Provided passage.
------------------------------------------------------------

(THE BUSINESS TIMES) - Admittedly, it takes a bit of effort to tear ourselves away from Hong Kong's many tourist haunts - the stretches of designer boutiques at Causeway Bay and Tsim Sha Tsui; the gentrifying hipster shopping districts of Wan Chai and Sheung Wan; the late-night cha chaan tengs to satiate our milk tea and pineapple bun fix; and the 61 Michelin-starred restaurants to spoil our taste buds, just to name a few. So why do we find ourselves at Hung Hom instead?
For one thing, the once-quiet residential neighbourhood is undergoing a revitalisation and is now more than just a transport hub for those connecting to mainland China trains. The newly-opened Ho Man Tin and Whampoa MTR stations have improved Hung Hom's accessibility and turned it into an up-and-coming lifestyle destination with plenty for even the most seasoned Hong Kong tourist to explore.
Together with Kowloon Bay and To Kwa Wan, it now forms what is known as the Bay Area, with Victoria Harbour running through it.
Right smack on the Hung Hom Promenade (which leads straight to Tsim Sha Tsui, if you must) sits Shangri-La Hotels and Resorts' first Kerry Hotel in Hong Kong. The 546-room luxury waterfront urban resort - conceived by acclaimed interior designer Andre Fu and architect Rocco Design and the first hotel to face the Kowloon waterfront since 1995 - opened in April and prides itself as the gateway to the Bay Area's historically rich neighbourhoods.
A short walk from the property takes you right into the heart of Hung Hom, where it feels like time has stood still (in a good way, of course). Naturally, it is home to one of Hong Kong's oldest cinemas, Lux Theatre (21 Bulkeley Street), which has been entertaining residents with the latest blockbusters since 1970. Everything about it is old school: from the way tickets are manually issued on pen and paper from a seller behind a counter to its yesteryear ticket prices, which are the lowest in the city (HK$45 - around S$8 - or HK$50 for 3D titles).
There are plenty of roadside stalls serving local street food and desserts, but Hung Hom is also where you will be surprised to find Hong Kong's first hamburger restaurant, Si Sun Fast Food (1A Whampoa Street). This hole-in-the-wall eatery has been flipping patties since 1963 - more than a decade before McDonald's opened its first outlet in the city in 1975 - and its no-frills juicy minced pork/beef burgers with fried eggs and crispy crinkle-cut fries continue to be enjoyed by both young and old, judging by how busy it was when we visited at teatime.

------------------------------------------------------------

Data supplied.

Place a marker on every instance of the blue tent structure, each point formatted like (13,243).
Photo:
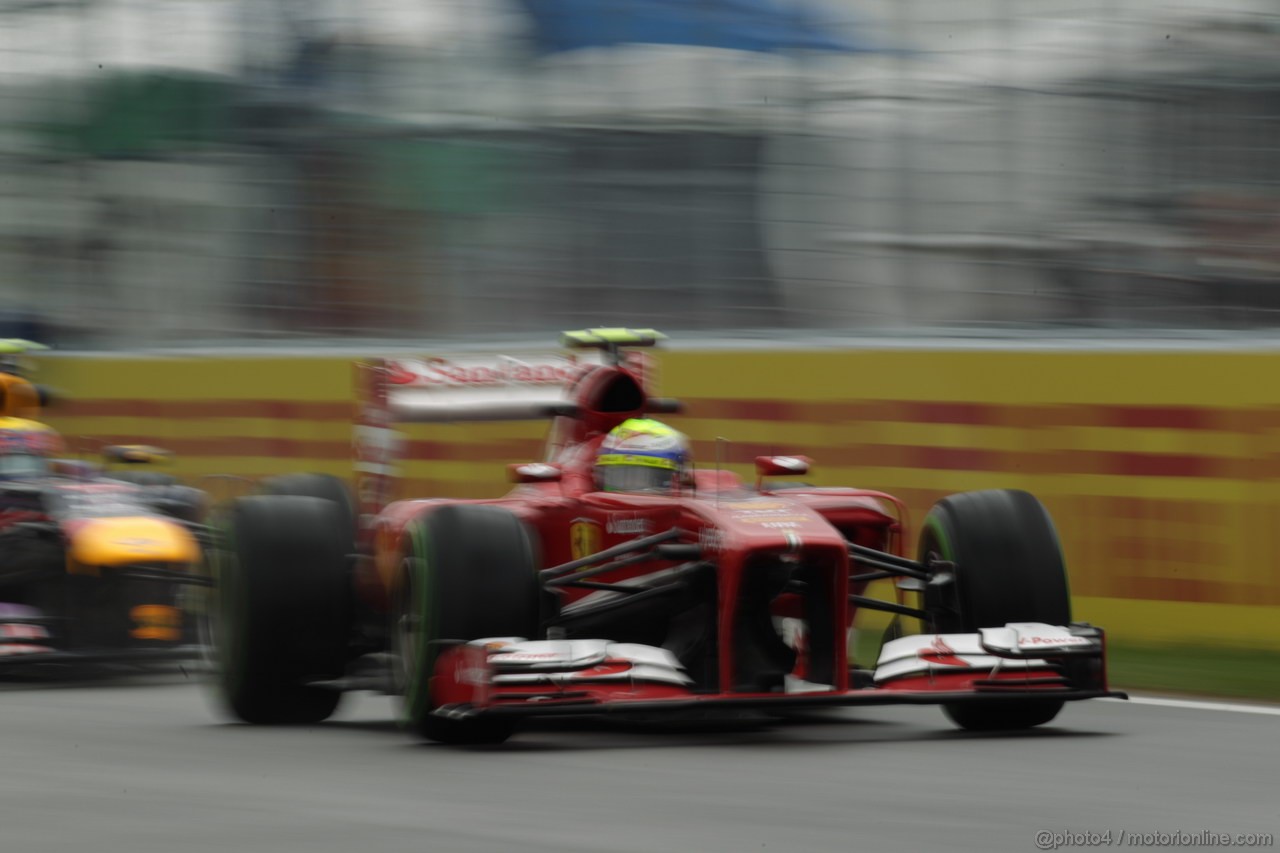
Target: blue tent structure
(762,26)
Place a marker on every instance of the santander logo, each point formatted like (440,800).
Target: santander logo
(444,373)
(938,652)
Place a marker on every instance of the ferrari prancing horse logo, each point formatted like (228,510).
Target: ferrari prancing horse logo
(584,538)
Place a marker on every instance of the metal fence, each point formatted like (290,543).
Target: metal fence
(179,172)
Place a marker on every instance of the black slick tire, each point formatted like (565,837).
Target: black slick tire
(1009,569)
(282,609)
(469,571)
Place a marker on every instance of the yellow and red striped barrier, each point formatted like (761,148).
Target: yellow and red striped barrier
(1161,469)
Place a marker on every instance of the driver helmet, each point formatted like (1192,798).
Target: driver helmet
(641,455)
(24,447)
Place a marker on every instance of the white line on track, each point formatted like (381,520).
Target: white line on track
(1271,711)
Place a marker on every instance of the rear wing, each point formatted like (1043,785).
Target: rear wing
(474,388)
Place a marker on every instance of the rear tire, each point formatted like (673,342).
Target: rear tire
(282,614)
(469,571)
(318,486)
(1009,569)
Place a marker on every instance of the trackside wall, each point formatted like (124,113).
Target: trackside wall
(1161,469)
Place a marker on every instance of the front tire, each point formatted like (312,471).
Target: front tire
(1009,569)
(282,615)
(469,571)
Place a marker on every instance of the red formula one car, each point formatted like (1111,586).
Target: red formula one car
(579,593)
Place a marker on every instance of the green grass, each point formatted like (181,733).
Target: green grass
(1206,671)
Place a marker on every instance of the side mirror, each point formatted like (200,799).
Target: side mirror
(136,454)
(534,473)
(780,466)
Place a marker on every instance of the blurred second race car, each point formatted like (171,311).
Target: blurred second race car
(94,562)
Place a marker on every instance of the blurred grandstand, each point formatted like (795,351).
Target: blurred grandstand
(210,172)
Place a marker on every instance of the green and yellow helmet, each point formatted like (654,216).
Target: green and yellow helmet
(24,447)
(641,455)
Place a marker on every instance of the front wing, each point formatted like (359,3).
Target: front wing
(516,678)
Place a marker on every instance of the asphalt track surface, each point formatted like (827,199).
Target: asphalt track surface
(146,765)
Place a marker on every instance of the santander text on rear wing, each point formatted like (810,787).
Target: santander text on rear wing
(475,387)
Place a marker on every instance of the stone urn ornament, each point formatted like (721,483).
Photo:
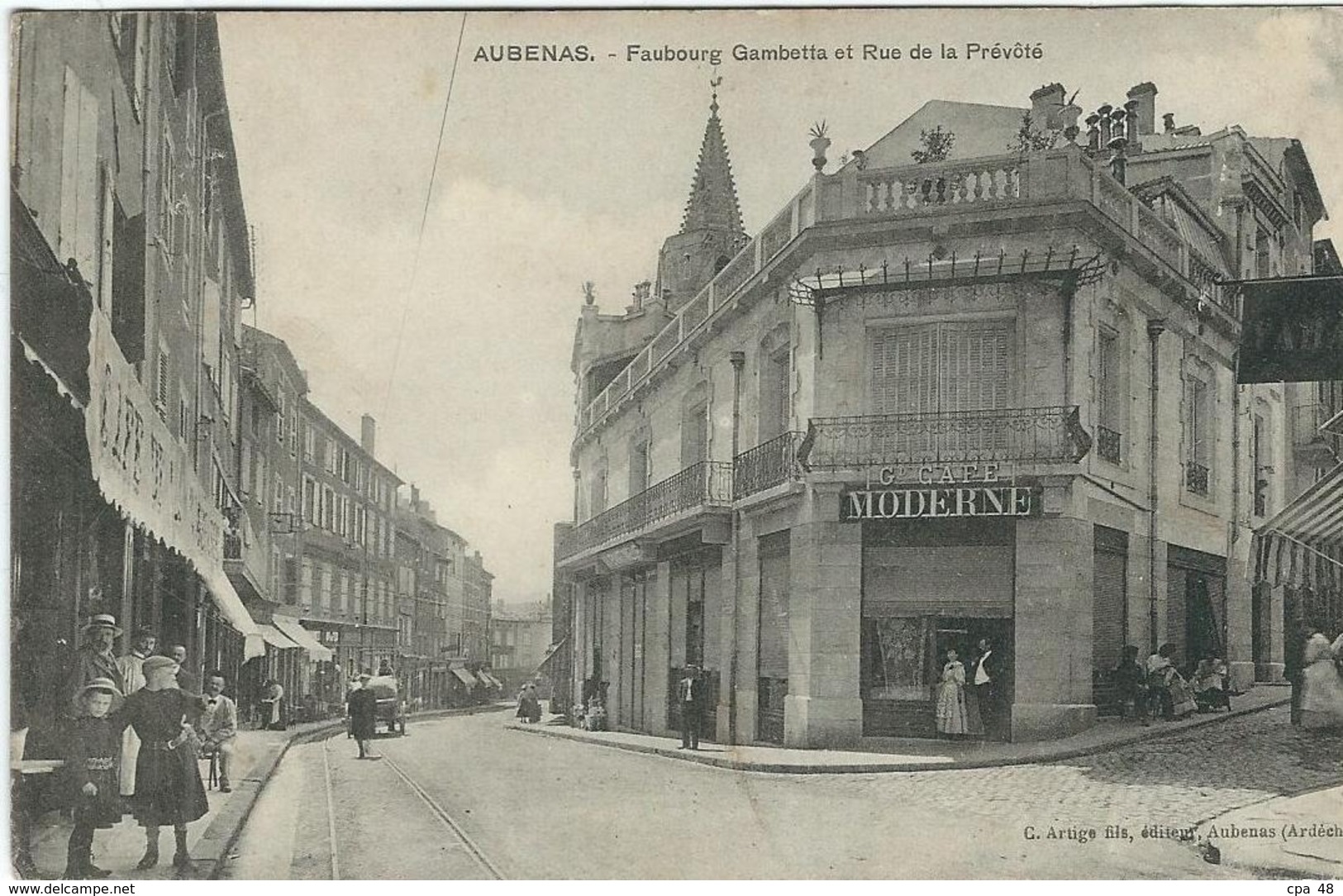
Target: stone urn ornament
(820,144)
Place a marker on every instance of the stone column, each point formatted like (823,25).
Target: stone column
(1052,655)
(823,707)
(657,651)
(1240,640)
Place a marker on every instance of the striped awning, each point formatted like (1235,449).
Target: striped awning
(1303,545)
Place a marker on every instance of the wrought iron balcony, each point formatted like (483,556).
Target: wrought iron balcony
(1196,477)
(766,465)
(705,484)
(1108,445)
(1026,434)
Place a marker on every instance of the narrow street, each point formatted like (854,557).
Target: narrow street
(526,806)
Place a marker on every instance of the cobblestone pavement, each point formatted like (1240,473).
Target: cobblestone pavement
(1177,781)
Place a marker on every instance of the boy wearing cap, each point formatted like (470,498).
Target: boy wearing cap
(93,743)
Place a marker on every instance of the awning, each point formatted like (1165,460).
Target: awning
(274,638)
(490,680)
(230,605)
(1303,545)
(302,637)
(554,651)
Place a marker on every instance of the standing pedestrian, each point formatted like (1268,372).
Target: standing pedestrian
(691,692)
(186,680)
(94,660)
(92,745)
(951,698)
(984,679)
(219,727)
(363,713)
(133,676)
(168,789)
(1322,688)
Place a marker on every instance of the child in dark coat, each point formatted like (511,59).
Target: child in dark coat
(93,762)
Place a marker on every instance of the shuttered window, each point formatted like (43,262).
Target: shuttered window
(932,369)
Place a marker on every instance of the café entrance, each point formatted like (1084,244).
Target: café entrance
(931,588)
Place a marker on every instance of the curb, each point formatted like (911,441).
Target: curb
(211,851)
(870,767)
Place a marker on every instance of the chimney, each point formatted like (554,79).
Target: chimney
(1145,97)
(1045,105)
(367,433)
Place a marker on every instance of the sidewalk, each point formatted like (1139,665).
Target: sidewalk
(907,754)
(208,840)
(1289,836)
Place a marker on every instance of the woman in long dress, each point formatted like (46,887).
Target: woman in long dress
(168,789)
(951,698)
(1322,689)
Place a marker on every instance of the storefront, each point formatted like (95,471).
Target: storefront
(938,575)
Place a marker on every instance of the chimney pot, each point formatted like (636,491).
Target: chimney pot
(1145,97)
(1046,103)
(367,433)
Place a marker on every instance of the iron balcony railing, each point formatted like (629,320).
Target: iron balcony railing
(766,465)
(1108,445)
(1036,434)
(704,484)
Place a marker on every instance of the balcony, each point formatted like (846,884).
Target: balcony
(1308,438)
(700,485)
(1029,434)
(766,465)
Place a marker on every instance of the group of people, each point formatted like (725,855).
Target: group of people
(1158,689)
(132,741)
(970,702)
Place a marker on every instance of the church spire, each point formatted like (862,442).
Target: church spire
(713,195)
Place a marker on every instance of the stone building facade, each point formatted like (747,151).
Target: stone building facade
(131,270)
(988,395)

------------------------------------------------------------

Exercise requirements. Continue the travel piece on Hung Hom from its last sentence, keeping its voice and subject.

Result.
For fresh and affordable seafood, head to Po Toi O, a small fishing village in Sai Kung (New Territories) which is accessible by private yachts that can be hired from Hung Hom Ferry Pier - right at Kerry Hotel's doorstep. Upon arrival, you are greeted by two kelong-style restaurants serving lunch and dinner with breathtaking views of Clear Water Bay Peninsula. It gets busy on weekends, with Hong Kongers taking advantage of the hiking trails, and tourists checking it out because Australian celebrity chef Kylie Kwong featured Po Toi O on her television show. Parts of Lara Croft Tomb Raider: The Cradle of Life (2003) were also shot there.
While cha chaan tengs are a dime a dozen in Hong Kong, it is Mrs Tang Cafe in Yuen Long (Hang Tau Tsuen, Ping Shan) that draws daily 45-minute (more on weekends) queues, with patient diners waiting under the hot sun to tuck into her signature tomato and egg pineapple buns and buttery Hong Kong-style sandwiches. The milk tea frappucino is also a must-order to beat the heat. And while there are two other slightly more accessible branches, it is the Yuen Long flagship where you will find Mrs Tang herself overseeing the kitchen.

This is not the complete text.